**JOB:**
Put the lines below into a numbered list, leaving out any blank lines. Don't include the pictures in your answer.

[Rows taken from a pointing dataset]
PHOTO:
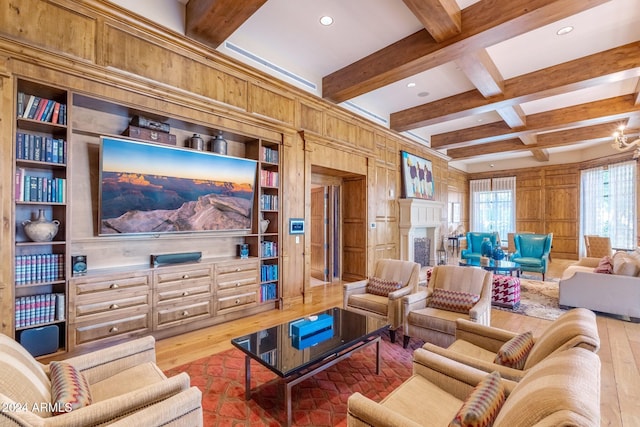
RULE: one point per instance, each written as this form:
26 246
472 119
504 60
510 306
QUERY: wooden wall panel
53 27
156 62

**TASK RESULT:**
1. PHOTO:
2. RULE: one point per instance, each written as this form:
3. 26 246
4. 472 119
5. 504 60
6. 510 306
7. QUERY: wooden wall panel
8. 53 27
9. 156 62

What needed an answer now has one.